Begin Source excerpt

Michel del Castillo, a Franco-Spanish writer whose wrenching chronicle of a childhood spent in World War II concentration camps brought him renown on both sides of the Atlantic, died on Dec. 17 in Sens, a town in northern Burgundy. He was 91.
His death was widely reported in the French news media. No other details were immediately available.
Mr. del Castillo published dozens of novels, essays and works of autobiography in the four decades after his debut novel, “Tanguy,” appeared in 1957. (An English translation, “Child of Our Time,” was published in the U.S. and England the next year.) He went on to win several major French literary prizes.
But it was his first book, published when he was only 24, that made the most lasting impression. In 1958, reviewing it in The New York Times, the Holocaust scholar Richard Plant said it “begins where Anne Frank’s diary ended.” With its graphic account of privation, suffering and death in French and German concentration camps, Mr. Plant warned, it was “not meant for the squeamish.”
A lightly fictionalized story, it shocked reviewers and readers as a child’s-eye view of mid-20th-century Europe’s worst horrors — especially since the boy at the center of the story, Tanguy-del Castillo, had been abandoned by his feckless middle-class parents to face those horrors alone.
By the late 1950s, there had been other accounts of life in the concentration camps of Vichy France and Nazi Germany. But never before had the story been told from the perspective of a young boy who was not even in his teens when he was liberated.
The book was “a singular novelty: a painting of hell by a child whose physical and moral survival through these tortures is already miraculous,” Émile Henriot of the Académie Française wrote in a review for Le Monde in 1957.

End Source excerpt
Begin Record set

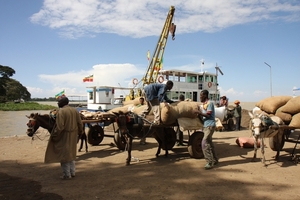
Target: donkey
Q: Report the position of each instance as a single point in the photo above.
(260, 129)
(47, 122)
(129, 128)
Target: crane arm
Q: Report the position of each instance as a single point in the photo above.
(155, 63)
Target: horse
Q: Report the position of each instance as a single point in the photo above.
(132, 126)
(47, 121)
(260, 129)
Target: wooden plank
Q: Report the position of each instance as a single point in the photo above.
(283, 127)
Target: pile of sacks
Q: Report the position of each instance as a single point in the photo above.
(181, 112)
(285, 107)
(95, 115)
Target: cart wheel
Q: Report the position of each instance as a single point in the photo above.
(230, 124)
(274, 142)
(119, 141)
(171, 138)
(95, 135)
(194, 147)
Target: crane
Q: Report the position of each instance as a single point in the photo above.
(156, 61)
(155, 64)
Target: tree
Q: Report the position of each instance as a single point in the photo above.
(5, 72)
(15, 90)
(11, 89)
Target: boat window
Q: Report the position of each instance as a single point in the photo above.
(179, 77)
(200, 86)
(191, 78)
(200, 78)
(90, 95)
(188, 95)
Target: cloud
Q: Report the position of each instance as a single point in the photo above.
(72, 82)
(137, 19)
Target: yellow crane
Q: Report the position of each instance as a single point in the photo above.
(155, 64)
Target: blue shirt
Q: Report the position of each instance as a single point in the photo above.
(156, 90)
(209, 121)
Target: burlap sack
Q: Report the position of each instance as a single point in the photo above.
(271, 104)
(190, 124)
(186, 109)
(246, 142)
(286, 117)
(124, 109)
(295, 122)
(292, 106)
(135, 101)
(182, 109)
(139, 110)
(168, 114)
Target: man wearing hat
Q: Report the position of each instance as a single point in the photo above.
(62, 144)
(237, 115)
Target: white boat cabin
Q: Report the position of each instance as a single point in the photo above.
(190, 84)
(103, 97)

End Record set

• Directions:
a) Return the passage from the Michel del Castillo obituary starting at "The book was" and ending at "Monde in 1957.", copied word for word.
b) Supply the next part of the Michel del Castillo obituary, picking up after its final sentence.

• Exercise responses:
a)
The book was “a singular novelty: a painting of hell by a child whose physical and moral survival through these tortures is already miraculous,” Émile Henriot of the Académie Française wrote in a review for Le Monde in 1957.

b)
The story came directly from Mr. del Castillo’s own experience. His father, a conservative French banker, had already abandoned the family when mother and child fled Spain for France in 1939, after Gen. Francisco Franco’s defeat of the Republicans in the Spanish Civil War. Mr. del Castillo later recalled that his first years were punctuated by the sound of bombs in besieged Madrid.
In France, Mr. del Castillo’s father denounced his wife, a journalist who had broadcast for the Republicans, to the French authorities. Like others in their situation, the young Michel and his mother were picked up and interned in Rieucros, a harsh French concentration camp in the mountainous Lozère region.
That was the beginning of Mr. del Castillo’s savage odyssey.
Some 2,000 women and their children, political refugees, were jammed into Rieucros, he recalled in a 1984 interview on the radio station France Culture; he remembered being cold, hungry and isolated. “I was hungry my whole childhood,” he said.
At the local school he was allowed to attend, the children made him “the scapegoat,” he said.
Worse was to come.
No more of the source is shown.